##### Records shown

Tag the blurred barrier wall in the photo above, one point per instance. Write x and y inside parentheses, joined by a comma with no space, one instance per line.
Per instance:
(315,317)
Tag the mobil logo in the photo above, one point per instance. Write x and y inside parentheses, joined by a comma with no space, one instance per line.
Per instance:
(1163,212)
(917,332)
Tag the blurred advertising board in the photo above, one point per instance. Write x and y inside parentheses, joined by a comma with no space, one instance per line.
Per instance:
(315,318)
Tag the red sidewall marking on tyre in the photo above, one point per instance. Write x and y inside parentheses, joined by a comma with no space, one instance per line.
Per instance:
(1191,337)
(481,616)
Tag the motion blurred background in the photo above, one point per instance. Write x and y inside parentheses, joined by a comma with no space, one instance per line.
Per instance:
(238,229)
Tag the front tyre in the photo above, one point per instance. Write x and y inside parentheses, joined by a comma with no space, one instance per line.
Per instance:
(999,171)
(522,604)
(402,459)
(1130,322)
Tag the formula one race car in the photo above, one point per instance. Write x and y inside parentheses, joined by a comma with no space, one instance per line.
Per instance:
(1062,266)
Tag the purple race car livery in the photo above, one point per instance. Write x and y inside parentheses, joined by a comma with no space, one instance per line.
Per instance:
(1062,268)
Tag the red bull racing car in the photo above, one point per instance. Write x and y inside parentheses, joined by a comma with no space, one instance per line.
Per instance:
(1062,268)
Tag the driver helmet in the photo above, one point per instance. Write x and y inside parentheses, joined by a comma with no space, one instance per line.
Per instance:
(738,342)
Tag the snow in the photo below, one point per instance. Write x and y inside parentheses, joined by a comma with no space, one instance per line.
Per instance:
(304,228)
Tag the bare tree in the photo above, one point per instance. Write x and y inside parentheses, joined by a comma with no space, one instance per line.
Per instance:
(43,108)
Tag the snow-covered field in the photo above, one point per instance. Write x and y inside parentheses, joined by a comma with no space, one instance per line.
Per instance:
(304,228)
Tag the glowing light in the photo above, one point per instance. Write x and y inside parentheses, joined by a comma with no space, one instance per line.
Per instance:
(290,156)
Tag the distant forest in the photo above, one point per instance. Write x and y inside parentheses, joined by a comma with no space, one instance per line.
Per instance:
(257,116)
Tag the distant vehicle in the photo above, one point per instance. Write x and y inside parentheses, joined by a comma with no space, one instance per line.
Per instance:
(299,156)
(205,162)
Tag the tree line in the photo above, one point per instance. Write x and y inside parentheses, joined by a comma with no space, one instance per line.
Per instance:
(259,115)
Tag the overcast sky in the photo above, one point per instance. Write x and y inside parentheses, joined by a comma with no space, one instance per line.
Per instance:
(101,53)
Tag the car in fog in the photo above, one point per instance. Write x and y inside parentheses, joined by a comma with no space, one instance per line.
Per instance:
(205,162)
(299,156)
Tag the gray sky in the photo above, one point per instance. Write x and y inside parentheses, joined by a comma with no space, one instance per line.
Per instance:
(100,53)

##########

Problem to work on:
Write out all of the records above again, swapping "one point per instance" for "a single point for each instance" each time it appears. Leave everything else unchanged.

Full output:
Tag the blurred barrier wall in the photo above, a single point for each instance. Write x and y inside parentheses, joined by a comma with no space, one instance per line.
Per instance:
(315,317)
Tag the mobil logo in the photo above, a single point for each instance. Write x and y inside parentheses, joined by a comma with no space, one instance per line.
Per instance:
(1163,212)
(917,332)
Tag the blurred advertising board in the photo above, a single point for each instance. Write x and y inside parentheses, joined by a comma with no space, one instance per line.
Per instance:
(315,318)
Tag the red sidewall marking on tyre in the photo above, a single point for each instance. Write x and y inside parentheses, joined by a comma with no space, one instance per line.
Per instance:
(1191,337)
(481,616)
Tag the motion blurred background in the photo above, a single point for each instance. Write x and y inside parentheses, joined by a comma with no space, one instance per line.
Per instance:
(238,229)
Tag the front tyre in the photo above, a single point for each instance. Write x and y inside parentheses, joined by a comma with no space, one instance per line.
Per instance:
(999,171)
(522,604)
(402,459)
(1130,322)
Tag the formula one race car in the photo above, a single point for each instance. Write x and y inside parentheses, joined by a comma with no space, one instance per line.
Per instance:
(1062,266)
Tag the purple race car livery in the photo above, a single point for each instance. Write x and y inside parentheses, joined by a comma with no space, one instance per line.
Per instance:
(1062,268)
Tag the red bull racing car in the photo above, a single point for each instance. Write x and y inside parentheses, joined by a comma with no space, one instance per line.
Per instance:
(1062,268)
Tag the driver helmet in the photo above, a single point for each instance. Write x and y inside parentheses, joined by a comma with no space, one instance per line.
Per instance:
(738,342)
Tag the snow in the photo below, a single point for each instance. Write x and y inside parentheses, joined by a comma with no space, one instance per line.
Per instance:
(304,228)
Tag the bare tree in the photo above, a single point for each instance. Write x and y inside parentheses, joined by a comma with no space, one instance per line.
Per instance:
(43,108)
Tag the snow-covered field in the photo above, a single point for each instance. Write x and y inside parentheses, joined by a comma with no space, one instance per line.
Per instance:
(304,228)
Tag the glowing light in the photo above, a single point for each instance. Write x and y inside parentheses, joined by a comma with no space, one instance per line.
Per instance:
(290,156)
Tag the distant forest in the photo above, a single point for each instance. Write x and y inside parentheses, joined by a comma with no space, one instance per line.
Per instance:
(257,116)
Tag the distant vehicle in the photo above, a single point for each instance. Write x and y inside parentheses, joined by a comma with no space, one instance per line.
Per instance:
(299,156)
(205,162)
Tag the tree line in the photo above, a single point for each instance. Write x and y inside parentheses, joined by a comma with no space, one instance per line.
Per instance:
(259,115)
Tag the overcast sky in the photo above, a single point for each instance. Write x and y inside parentheses, joined by a comma with no space, one instance per line.
Per instance:
(101,53)
Tag the car in fog in the photo above, a single point for each instance. Write x and y inside parentheses, joined by a comma with no space, one instance per line.
Per instance:
(205,162)
(299,156)
Tag the gray sky in the photo above, a single point for each instance. Write x and y inside parentheses, joined by a comma with no space, one instance per line.
Per instance:
(100,53)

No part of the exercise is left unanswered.